WORK TO COMPLETE: Your copy starts at the line containing "Expected: one point per instance of the chocolate syrup" and ends at the last line below. Copy exactly, without pictures.

Saved entries:
# # # # #

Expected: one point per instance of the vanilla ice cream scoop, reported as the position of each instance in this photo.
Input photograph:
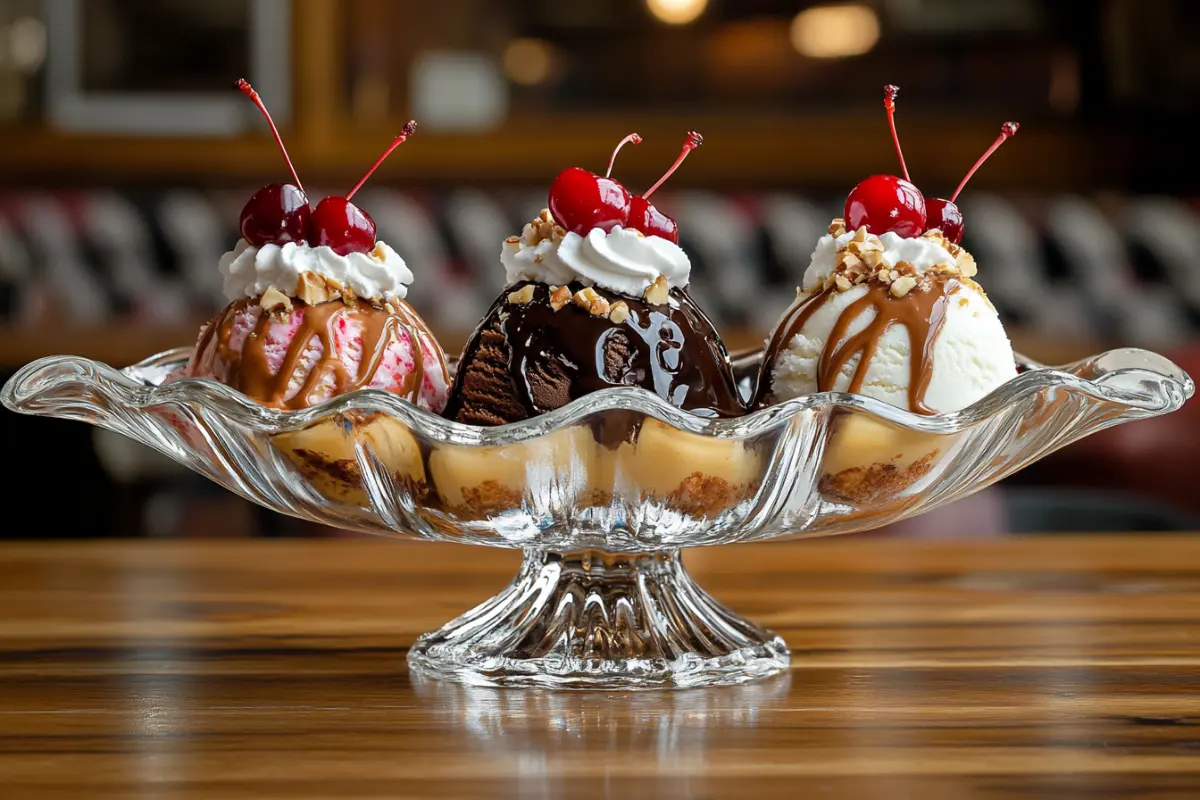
(894, 318)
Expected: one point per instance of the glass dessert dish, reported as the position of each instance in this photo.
(603, 493)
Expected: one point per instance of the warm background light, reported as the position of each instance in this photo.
(528, 61)
(835, 31)
(677, 12)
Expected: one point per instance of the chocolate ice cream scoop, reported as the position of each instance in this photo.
(541, 347)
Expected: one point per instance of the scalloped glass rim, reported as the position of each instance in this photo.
(1129, 377)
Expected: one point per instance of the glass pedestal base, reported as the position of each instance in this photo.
(600, 620)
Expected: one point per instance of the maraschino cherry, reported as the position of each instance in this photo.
(945, 214)
(581, 200)
(280, 212)
(345, 227)
(643, 216)
(886, 203)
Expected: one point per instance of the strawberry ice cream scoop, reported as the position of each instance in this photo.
(300, 355)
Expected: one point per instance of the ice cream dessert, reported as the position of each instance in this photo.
(889, 308)
(317, 306)
(317, 310)
(595, 298)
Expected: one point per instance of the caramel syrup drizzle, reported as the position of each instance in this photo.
(249, 372)
(923, 312)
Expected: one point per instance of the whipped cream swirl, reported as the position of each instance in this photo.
(923, 252)
(622, 260)
(249, 271)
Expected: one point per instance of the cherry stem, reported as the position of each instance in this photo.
(889, 103)
(633, 138)
(408, 130)
(1006, 130)
(694, 140)
(246, 89)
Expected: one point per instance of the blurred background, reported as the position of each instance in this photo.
(125, 158)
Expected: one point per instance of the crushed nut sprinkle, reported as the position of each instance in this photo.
(275, 300)
(585, 296)
(863, 258)
(559, 296)
(965, 262)
(903, 286)
(538, 230)
(658, 293)
(316, 289)
(521, 296)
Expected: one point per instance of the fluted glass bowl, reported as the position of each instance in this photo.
(601, 493)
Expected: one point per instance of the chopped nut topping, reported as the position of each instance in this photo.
(965, 262)
(657, 293)
(586, 296)
(521, 296)
(904, 286)
(936, 235)
(275, 300)
(559, 296)
(316, 289)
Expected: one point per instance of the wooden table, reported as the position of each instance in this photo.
(1057, 668)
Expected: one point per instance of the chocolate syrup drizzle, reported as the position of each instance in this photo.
(247, 370)
(671, 349)
(923, 312)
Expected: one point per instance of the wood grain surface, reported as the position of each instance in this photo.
(1061, 668)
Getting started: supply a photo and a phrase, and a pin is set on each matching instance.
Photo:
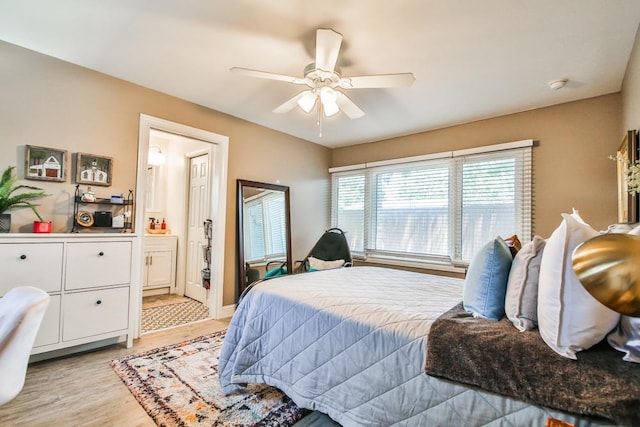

# # # # #

TASK RESULT:
Expected: one point per instance of the chocolate syrup drizzle, reported as the position of each instance in this photo.
(247, 370)
(671, 349)
(923, 312)
Expected: one point per instance of the wood grain surface, reported as the position of each instance in this photo.
(1061, 668)
Getting started: supply a photo and a phrase, and a pin is set on each matching instance.
Photo:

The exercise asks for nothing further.